§ **Set tasks**
A - List every shell command shown in the codequestion page.
B - Update the codequestion page from "Installation" through "environment is recommended." by putting "isolated environment" in place of "virtual environment".

§ **Given text**
□ □ □

Skip to main content

Ask coding questions directly from the terminal

Project description

Semantic search for developers

Version GitHub last commit GitHub issues Build Status Coverage Status


codequestion is a semantic search application for developer questions.

demo

Developers typically have a web browser window open while they work and run web searches as questions arise. With codequestion, this can be done from a local context. This application executes similarity queries to find similar questions to the input query.

The default model for codequestion is built off the Stack Exchange Dumps on archive.org. Once a model is installed, codequestion runs locally, no network connection is required.

architecture

codequestion is built with Python 3.7+ and txtai.

Installation

The easiest way to install is via pip and PyPI

pip install codequestion

Python 3.7+ is supported. Using a Python virtual environment is recommended.

codequestion can also be installed directly from GitHub to access the latest, unreleased features.

pip install git+https://github.com/neuml/codequestion

See this link for environment-specific troubleshooting.

Download a model

Once codequestion is installed, a model needs to be downloaded.

python -m codequestion.download

The model will be stored in ~/.codequestion/

The model can also be manually installed if the machine doesn't have direct internet access. The default model is pulled from the GitHub release page

unzip cqmodel.zip ~/.codequestion

Search

Start up a codequestion shell to get started.

□ □ □

[Saved data entries]
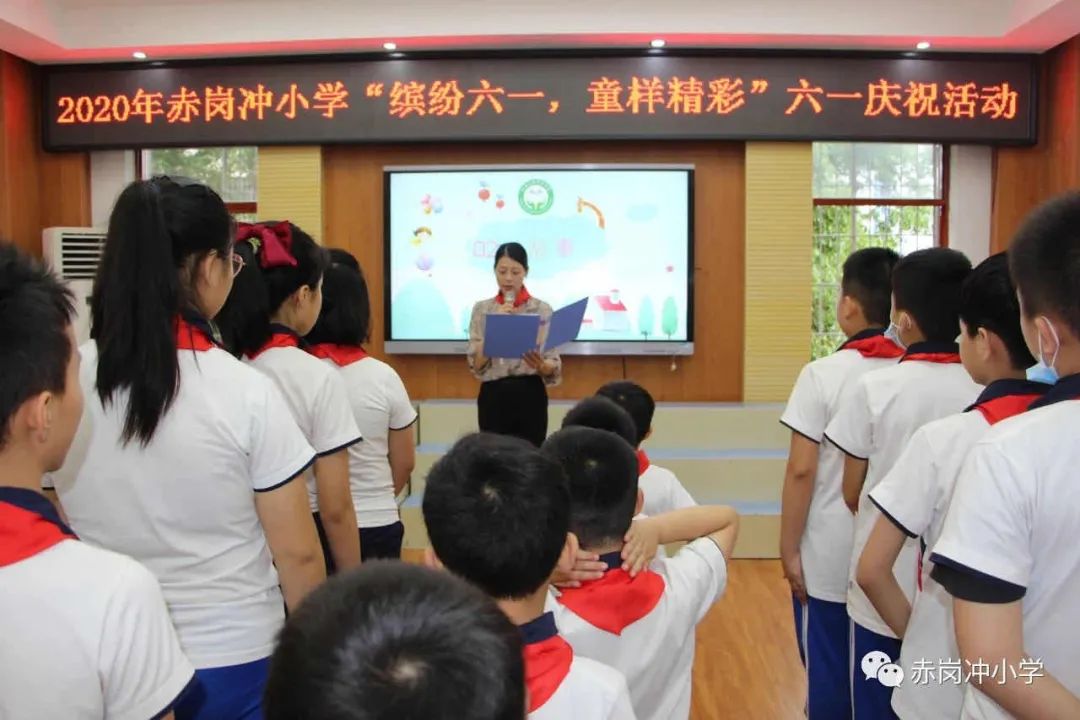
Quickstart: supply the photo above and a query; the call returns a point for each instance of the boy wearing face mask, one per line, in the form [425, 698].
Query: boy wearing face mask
[875, 423]
[1008, 553]
[815, 527]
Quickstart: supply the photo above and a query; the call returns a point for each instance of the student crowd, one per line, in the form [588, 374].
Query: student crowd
[175, 492]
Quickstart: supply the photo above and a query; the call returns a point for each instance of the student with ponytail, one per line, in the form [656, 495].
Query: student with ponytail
[187, 457]
[380, 466]
[274, 303]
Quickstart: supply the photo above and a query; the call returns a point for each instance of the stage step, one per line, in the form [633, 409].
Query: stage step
[691, 425]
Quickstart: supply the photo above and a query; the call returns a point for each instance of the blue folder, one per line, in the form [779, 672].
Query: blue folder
[510, 336]
[565, 324]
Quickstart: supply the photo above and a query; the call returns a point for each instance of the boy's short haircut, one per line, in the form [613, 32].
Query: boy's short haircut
[926, 284]
[497, 513]
[867, 279]
[396, 640]
[603, 413]
[634, 399]
[602, 470]
[1044, 260]
[988, 299]
[36, 310]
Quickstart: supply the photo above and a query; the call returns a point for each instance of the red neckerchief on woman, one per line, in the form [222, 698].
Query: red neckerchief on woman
[280, 337]
[340, 355]
[873, 343]
[616, 600]
[520, 299]
[193, 333]
[1003, 398]
[29, 525]
[929, 351]
[548, 659]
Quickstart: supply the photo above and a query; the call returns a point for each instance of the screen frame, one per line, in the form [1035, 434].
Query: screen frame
[598, 348]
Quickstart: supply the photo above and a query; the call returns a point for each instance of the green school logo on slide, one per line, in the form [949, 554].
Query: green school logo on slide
[536, 197]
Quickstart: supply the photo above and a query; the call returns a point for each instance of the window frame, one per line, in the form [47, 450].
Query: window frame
[941, 234]
[245, 207]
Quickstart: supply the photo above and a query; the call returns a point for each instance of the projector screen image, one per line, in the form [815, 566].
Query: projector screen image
[618, 235]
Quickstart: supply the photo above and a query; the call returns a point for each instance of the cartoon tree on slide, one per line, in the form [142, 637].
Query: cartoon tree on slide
[669, 320]
[646, 318]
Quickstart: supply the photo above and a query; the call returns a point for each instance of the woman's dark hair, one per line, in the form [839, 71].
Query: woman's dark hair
[159, 228]
[259, 291]
[346, 318]
[514, 252]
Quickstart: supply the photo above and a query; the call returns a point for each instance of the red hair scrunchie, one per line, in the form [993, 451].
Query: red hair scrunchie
[273, 243]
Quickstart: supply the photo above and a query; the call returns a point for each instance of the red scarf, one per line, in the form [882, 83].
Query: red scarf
[877, 345]
[1002, 408]
[520, 299]
[928, 351]
[616, 600]
[341, 355]
[24, 530]
[643, 462]
[548, 659]
[191, 337]
[278, 339]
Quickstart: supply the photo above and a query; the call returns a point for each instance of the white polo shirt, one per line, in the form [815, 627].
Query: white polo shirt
[184, 505]
[379, 405]
[656, 652]
[84, 633]
[1013, 519]
[915, 497]
[661, 489]
[875, 422]
[315, 396]
[589, 690]
[825, 547]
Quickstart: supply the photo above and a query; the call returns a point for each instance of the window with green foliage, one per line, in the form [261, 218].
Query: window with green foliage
[231, 172]
[869, 194]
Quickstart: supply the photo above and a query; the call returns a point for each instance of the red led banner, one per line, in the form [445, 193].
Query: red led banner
[652, 97]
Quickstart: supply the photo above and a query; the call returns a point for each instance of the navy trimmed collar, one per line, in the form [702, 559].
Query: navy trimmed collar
[34, 502]
[1007, 386]
[277, 328]
[862, 335]
[1065, 389]
[539, 629]
[930, 347]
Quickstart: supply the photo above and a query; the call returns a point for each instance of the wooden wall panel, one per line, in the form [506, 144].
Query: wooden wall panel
[1024, 177]
[352, 219]
[37, 189]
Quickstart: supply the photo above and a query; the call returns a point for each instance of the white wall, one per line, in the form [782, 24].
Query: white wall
[971, 170]
[109, 172]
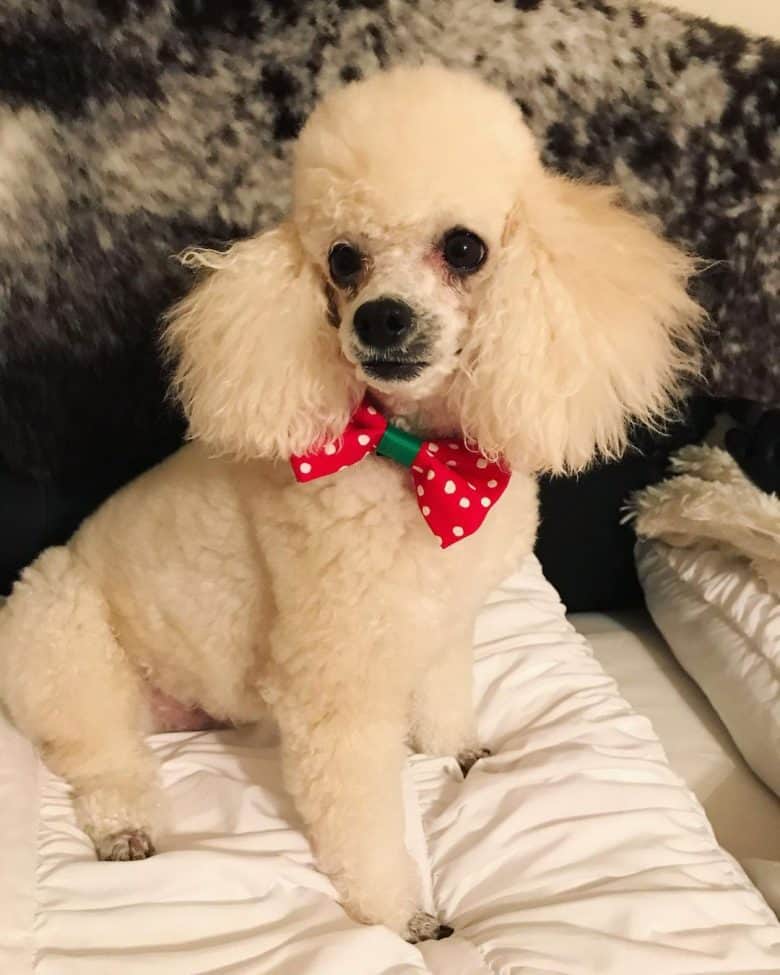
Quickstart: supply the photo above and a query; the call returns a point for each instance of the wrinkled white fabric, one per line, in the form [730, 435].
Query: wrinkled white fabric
[573, 849]
[723, 625]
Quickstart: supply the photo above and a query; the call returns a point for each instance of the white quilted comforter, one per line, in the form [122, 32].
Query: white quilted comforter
[574, 849]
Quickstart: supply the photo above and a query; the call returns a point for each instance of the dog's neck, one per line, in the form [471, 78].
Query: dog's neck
[426, 417]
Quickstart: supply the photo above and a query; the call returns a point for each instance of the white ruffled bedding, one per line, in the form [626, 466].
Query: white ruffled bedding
[574, 849]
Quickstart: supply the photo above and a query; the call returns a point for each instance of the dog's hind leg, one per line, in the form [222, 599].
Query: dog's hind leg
[70, 688]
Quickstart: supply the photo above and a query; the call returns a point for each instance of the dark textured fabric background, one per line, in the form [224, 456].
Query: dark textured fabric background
[131, 129]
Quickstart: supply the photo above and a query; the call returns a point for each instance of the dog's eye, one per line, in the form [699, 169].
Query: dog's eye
[345, 263]
[463, 251]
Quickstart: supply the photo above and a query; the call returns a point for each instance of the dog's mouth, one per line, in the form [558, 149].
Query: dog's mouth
[393, 370]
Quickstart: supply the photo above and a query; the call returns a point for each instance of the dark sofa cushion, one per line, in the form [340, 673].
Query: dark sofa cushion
[585, 550]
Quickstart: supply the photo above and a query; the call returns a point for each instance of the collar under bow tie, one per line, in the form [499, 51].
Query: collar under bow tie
[456, 488]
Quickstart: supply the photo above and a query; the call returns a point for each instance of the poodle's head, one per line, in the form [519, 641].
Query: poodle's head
[430, 259]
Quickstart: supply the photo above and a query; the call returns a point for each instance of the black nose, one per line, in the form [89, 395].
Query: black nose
[383, 323]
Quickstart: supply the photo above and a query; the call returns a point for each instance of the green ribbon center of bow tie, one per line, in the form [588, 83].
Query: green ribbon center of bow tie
[399, 445]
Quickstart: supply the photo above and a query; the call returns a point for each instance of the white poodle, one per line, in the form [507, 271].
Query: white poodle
[430, 267]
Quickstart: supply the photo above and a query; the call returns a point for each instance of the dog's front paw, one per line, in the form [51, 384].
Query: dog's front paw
[129, 844]
[426, 927]
[470, 756]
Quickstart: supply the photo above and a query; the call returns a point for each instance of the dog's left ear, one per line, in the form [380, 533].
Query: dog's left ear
[582, 326]
[257, 366]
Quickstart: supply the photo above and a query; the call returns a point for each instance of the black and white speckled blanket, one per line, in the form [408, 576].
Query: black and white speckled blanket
[131, 128]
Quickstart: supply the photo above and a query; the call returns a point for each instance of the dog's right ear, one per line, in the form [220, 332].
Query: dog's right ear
[257, 367]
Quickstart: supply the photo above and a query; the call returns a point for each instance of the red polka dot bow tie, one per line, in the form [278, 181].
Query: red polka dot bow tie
[456, 488]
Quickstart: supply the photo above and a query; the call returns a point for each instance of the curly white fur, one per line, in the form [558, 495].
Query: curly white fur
[709, 501]
[220, 582]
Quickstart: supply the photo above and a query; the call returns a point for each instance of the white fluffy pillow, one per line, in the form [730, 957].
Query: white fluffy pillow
[724, 628]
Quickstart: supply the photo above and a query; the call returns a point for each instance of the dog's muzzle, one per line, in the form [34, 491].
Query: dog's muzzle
[384, 328]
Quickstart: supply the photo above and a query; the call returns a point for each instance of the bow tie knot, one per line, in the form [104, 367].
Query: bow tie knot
[455, 487]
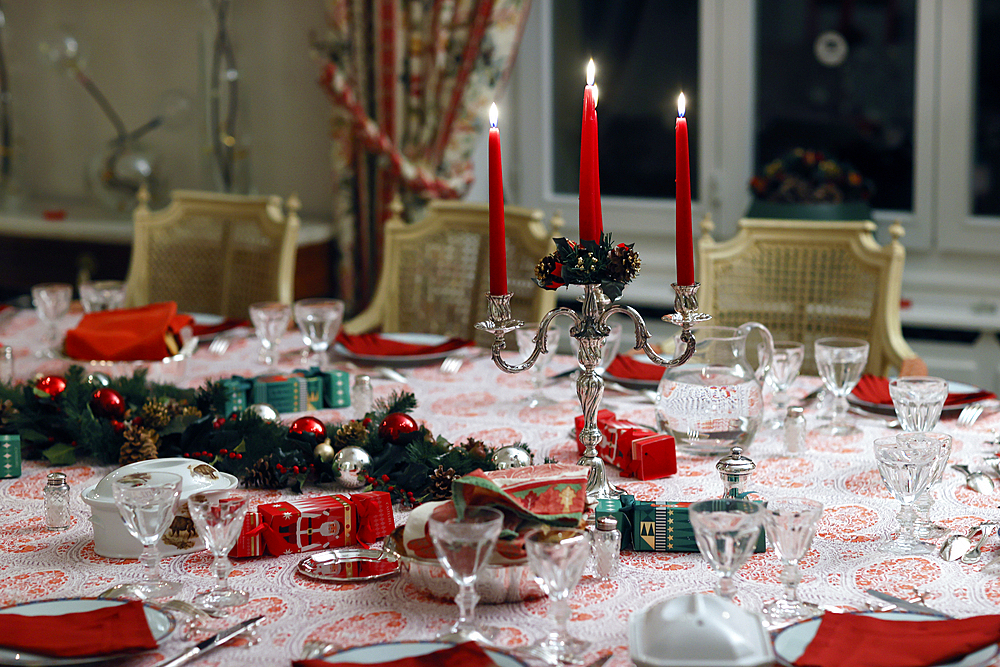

□ □ □

§ **Answers in order**
A -
pip install codequestion
pip install git+https://github.com/neuml/codequestion
python -m codequestion.download
unzip cqmodel.zip ~/.codequestion

B -
Installation

The easiest way to install is via pip and PyPI

pip install codequestion

Python 3.7+ is supported. Using a Python isolated environment is recommended.